───── TEXT

F. CORRESPONDING SECRETARY
Shall assist the Recording Secretary and handle the Association’s in/out
correspondence.
G. TREASURER
1.
Shall have care and custody and be responsible for all funds of the
Association, and deposit such funds in the name of the Association in such bank
or banks as designated by the Executive Board.
2.
Shall present the Annual Budget which shall be prepared by the Budget
Committee at the December meeting.
3.
Shall, together with the President, sign all approved checks and
vouchers.
A. At the May regular, general meeting,
also designated the Annual Meeting, the President shall give his/her Annual
Report to the membership
B. General meetings will be
held on the third (3rd) Friday of each month except as noted
otherwise.
C. General meetings will be
held at the Lavallette Borough Hall unless notified otherwise, and will
commence at
D. Special general meetings may
be called at anytime by the President or a majority of the Executive Board. However, adequate notice of at least seven (7)
days must be given the membership and the notice must state the items of
business that will be considered.
A. The President shall appoint
a Nominating Committee of three (3) members at the March, regular monthly
meeting of each year.
B. The Nominating Committee
shall present a slate of officers proposed for election at the April, regular
monthly meeting. After the Nominating
Committee report, nominations from the floor shall be in order.
C. Elections will be held at
the May, regular monthly meeting. Only
those persons nominated at the April meeting shall be eligible for election at
the May meeting. Write-in votes will not
be counted. Newly elected officers will
assume their office at the June, regular monthly meeting.
D. Members of the Nominating
Committee shall be members as certified by the Treasurer.
E. No member of the Nominating
Committee shall be nominated by the Nominating Committee as a
candidate for elective office of the Association.
But a Nominating Committee member may be nominated from the floor, by a
non-member of the Nominating Committee when such nominations are in order.

──────────
───── GIVEN INFORMATION

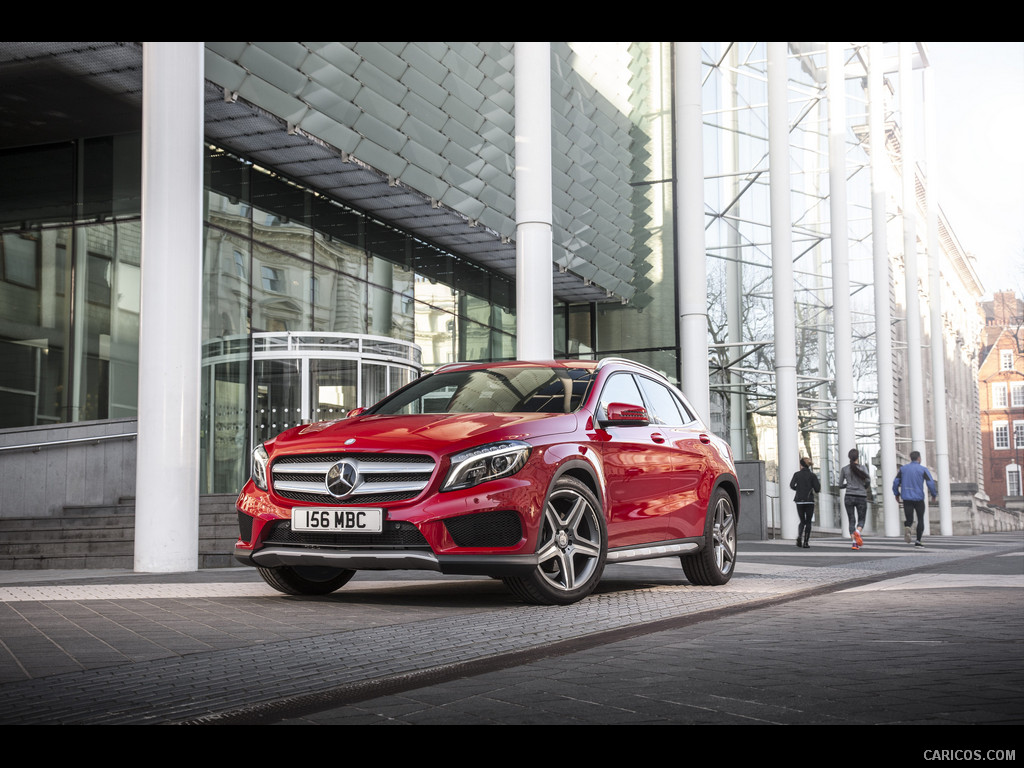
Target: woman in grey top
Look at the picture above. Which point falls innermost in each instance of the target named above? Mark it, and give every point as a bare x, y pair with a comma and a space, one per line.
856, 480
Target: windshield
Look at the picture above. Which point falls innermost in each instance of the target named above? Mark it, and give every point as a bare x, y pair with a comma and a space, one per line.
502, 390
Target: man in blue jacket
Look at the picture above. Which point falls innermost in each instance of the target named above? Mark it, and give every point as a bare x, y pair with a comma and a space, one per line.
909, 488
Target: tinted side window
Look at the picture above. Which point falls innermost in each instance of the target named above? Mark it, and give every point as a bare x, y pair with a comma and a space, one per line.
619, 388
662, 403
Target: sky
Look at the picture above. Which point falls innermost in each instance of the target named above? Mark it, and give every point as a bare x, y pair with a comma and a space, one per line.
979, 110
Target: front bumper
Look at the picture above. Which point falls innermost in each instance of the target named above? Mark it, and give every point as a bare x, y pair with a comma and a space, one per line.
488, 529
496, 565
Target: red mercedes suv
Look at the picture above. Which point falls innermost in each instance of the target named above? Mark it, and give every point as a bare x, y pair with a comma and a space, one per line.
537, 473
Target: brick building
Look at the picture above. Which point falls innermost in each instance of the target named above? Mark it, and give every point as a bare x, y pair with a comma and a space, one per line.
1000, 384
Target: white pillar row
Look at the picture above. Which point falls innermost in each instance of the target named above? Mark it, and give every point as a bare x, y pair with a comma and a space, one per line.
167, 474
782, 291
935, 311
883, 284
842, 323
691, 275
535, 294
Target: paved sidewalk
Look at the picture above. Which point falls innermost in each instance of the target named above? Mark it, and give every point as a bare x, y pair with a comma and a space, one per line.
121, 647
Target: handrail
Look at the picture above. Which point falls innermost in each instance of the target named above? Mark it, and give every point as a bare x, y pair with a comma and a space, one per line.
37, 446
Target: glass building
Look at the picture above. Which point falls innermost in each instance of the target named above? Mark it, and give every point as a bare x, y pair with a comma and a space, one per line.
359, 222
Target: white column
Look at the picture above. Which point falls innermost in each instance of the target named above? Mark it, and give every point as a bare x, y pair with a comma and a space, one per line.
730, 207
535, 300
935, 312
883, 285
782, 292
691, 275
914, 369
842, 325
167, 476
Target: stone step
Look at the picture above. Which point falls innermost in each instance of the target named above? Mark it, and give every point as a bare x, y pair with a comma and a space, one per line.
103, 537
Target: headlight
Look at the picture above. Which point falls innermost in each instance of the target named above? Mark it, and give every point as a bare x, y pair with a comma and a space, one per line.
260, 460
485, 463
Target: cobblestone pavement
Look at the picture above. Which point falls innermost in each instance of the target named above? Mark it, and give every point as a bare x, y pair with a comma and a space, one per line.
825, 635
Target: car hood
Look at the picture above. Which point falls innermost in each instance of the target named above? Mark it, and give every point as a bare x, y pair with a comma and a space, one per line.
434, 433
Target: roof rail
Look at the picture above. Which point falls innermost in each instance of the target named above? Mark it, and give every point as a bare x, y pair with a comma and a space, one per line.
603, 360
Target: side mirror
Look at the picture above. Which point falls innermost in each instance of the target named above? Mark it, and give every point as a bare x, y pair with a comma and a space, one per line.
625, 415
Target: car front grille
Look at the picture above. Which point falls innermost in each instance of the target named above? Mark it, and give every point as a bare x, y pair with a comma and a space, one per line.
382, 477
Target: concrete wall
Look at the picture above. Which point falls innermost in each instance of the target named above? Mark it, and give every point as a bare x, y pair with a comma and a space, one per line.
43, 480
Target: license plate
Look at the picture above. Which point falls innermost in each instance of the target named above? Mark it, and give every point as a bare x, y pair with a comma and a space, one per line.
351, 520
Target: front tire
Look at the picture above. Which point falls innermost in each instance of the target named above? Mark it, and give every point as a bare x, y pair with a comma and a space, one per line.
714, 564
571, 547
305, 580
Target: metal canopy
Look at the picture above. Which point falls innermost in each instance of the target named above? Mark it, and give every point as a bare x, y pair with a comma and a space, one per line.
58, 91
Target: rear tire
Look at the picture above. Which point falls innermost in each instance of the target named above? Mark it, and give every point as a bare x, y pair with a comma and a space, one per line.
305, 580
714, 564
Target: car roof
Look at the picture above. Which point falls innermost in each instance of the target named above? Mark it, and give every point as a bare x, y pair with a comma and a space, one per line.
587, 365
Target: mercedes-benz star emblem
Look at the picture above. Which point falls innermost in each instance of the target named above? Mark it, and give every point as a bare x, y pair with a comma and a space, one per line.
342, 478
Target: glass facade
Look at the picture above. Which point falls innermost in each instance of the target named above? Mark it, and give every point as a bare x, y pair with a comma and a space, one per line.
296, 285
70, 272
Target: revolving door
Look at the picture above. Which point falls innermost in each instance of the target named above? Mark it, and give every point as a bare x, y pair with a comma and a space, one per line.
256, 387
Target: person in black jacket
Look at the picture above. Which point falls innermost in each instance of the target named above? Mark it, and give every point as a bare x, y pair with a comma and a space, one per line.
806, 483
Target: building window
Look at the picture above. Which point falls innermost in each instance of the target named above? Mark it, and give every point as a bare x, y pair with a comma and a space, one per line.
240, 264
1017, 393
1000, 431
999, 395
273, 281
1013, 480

──────────

- [REQUIREMENT 1]:
List every line in the entries that contains the string "mercedes", matching case exactly.
- [REQUIREMENT 2]:
Continue the association bylaws from the point where they stop.

- [EXPECTED OUTPUT 1]:
Target: red mercedes suv
Target: mercedes-benz star emblem

- [EXPECTED OUTPUT 2]:
F. Any member not currently holding a public
office filled by a public election shall be eligible for a
nomination provided that the person
nominated has attended at least twenty-five percent (25%) of the
Association’s general meetings during
the twelve-month (12-month) period through to and including
the April nominating meeting.
G. Only members who dues were paid at or before the
April, regular monthly meeting and who are
physically
present at the meeting may vote. Dues
payment shall be certified by the Treasurer.
Proxy
votes
will not be accepted.
H. The Nominating Committee shall
conduct the May election using written ballots.
The Nominating committee shall tally the votes.
I.
The chairperson of the Nominating Committee, after all ballots have
been cast, shall prepare a report to the President accounting for all ballots
cast, both legal and illegal. The President
shall read it to the membership (Exhibit I).
J.
When there is only one candidate for President or only one candidate
for any Executive Board position, then a member may make a motion, if no
one objects, to have the Recording Secretary cast one ballot for the
uncontested position/positions.
K. Winners shall be determined
by a plurality vote.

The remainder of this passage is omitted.